Rewrite the lines from the one containing "Exercise. Pin every instance of the person in red" through the last of the rows, requests included. Multiply every point coordinate in the answers by 0.9, rounding to whole numbers with halves going up, and leave all other lines unchanged.

____

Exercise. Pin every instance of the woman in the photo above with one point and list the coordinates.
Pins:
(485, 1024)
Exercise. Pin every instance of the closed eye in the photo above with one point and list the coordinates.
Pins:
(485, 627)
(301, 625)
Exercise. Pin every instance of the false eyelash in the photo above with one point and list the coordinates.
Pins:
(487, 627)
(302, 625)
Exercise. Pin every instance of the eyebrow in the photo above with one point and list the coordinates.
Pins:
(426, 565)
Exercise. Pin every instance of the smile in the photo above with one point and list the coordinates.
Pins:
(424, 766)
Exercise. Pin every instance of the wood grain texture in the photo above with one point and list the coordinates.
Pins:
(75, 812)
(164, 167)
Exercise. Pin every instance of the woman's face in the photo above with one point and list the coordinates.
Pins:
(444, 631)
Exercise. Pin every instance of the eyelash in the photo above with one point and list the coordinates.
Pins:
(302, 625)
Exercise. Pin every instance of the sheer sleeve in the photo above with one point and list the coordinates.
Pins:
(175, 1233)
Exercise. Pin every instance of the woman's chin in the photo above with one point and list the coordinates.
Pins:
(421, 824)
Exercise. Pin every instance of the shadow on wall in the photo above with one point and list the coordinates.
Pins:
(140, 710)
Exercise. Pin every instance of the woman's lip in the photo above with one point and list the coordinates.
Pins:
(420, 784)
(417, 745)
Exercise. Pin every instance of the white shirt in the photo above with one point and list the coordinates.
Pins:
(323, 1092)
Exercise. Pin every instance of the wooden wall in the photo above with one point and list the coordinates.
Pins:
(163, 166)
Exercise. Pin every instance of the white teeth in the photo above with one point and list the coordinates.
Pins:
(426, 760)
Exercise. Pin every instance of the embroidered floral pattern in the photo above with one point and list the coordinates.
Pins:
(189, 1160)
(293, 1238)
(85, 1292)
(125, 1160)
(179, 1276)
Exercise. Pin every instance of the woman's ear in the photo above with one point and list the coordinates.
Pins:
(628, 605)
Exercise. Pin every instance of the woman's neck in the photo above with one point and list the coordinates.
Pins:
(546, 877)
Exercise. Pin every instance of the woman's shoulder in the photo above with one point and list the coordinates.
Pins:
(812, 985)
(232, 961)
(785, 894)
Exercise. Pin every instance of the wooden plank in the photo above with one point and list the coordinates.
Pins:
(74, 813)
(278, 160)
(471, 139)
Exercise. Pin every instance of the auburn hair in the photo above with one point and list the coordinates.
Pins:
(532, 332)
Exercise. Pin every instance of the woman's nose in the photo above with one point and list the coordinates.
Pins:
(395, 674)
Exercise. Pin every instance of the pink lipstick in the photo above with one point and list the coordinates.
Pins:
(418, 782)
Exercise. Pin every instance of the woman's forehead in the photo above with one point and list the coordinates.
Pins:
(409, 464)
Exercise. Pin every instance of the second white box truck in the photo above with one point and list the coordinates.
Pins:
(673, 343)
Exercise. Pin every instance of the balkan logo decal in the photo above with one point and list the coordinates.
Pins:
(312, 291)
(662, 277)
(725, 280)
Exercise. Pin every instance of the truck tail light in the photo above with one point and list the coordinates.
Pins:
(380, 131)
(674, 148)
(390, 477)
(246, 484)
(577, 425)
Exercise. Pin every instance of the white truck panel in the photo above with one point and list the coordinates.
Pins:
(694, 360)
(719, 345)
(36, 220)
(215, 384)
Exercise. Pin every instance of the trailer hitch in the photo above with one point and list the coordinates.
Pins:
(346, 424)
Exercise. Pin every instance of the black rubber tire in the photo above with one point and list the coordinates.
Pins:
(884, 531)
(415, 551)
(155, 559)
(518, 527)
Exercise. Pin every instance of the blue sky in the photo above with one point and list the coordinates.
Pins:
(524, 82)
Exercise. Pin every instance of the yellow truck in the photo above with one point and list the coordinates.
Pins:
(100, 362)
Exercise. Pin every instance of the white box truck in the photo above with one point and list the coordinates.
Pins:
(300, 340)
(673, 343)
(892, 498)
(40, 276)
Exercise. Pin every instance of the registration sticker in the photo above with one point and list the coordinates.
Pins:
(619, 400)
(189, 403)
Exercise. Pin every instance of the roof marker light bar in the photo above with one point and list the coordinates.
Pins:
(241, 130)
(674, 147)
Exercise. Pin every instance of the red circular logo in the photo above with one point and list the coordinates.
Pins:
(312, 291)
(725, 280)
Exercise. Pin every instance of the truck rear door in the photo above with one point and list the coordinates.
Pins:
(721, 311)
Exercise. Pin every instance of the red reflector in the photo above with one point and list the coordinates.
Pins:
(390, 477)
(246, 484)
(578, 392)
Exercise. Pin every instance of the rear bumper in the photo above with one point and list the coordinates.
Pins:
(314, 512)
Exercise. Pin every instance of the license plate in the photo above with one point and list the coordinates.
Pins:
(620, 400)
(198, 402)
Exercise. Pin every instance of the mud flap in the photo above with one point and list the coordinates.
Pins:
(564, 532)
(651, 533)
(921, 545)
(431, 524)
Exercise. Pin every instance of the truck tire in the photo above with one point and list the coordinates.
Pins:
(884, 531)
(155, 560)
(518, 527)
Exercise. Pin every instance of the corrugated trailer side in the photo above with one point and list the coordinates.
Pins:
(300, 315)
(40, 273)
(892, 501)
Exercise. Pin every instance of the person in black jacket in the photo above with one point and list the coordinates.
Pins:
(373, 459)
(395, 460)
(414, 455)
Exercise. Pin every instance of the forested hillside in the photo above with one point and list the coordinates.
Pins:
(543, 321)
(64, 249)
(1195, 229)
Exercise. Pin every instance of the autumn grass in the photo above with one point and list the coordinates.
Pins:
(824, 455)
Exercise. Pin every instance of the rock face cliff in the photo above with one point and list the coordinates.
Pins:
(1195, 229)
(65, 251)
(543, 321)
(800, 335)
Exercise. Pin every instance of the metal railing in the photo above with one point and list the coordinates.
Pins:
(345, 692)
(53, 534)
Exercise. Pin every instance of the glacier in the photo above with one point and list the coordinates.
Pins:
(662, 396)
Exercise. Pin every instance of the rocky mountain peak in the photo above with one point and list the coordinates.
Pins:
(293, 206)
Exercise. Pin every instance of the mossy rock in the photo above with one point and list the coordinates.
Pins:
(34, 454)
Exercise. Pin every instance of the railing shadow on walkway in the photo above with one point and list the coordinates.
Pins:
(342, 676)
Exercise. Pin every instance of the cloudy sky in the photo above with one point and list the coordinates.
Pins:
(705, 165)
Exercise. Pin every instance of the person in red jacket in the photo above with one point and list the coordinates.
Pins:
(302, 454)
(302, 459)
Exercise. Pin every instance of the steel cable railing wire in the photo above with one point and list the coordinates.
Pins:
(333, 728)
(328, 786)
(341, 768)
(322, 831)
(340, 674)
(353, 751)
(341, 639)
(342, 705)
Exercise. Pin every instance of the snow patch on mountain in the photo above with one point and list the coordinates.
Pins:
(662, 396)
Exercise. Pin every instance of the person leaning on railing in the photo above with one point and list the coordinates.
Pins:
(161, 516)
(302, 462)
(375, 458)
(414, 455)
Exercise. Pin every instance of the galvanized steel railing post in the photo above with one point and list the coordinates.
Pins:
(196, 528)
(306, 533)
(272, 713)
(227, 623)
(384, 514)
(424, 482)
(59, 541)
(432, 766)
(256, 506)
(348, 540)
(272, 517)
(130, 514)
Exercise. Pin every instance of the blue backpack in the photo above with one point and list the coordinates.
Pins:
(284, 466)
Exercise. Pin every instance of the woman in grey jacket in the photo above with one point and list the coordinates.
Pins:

____

Problem solution.
Exercise. Pin every instance of the person in red jacket in the photo above with one point and list the coordinates.
Pins:
(272, 409)
(272, 413)
Exercise. Pin every instance of the steel cable railing wire in the photo above with one point and list the coordinates.
Pins:
(300, 655)
(295, 707)
(307, 691)
(290, 748)
(306, 607)
(318, 676)
(307, 575)
(308, 635)
Exercise. Pin every instance of the snow patch on mountain in the photo above with one point and list the coordinates.
Pins:
(596, 356)
Exercise. Pin every instance of the person leaning on railing in the photo above with one point and list the coordinates.
Pins:
(145, 464)
(272, 416)
(338, 412)
(373, 410)
Exercise. Pin every instance of the galvanized steel railing post in the photo above with one point and list the coordinates.
Pins:
(176, 475)
(275, 480)
(245, 642)
(204, 561)
(346, 463)
(382, 434)
(53, 487)
(389, 689)
(230, 455)
(313, 486)
(245, 465)
(117, 463)
Exercise. Pin every instance of the blue backpack in the photo above with one point and list the coordinates.
Pins:
(256, 419)
Exercise. Pin every instance of the woman in grey jacket in the photo above with one point and list the coordinates.
Pins:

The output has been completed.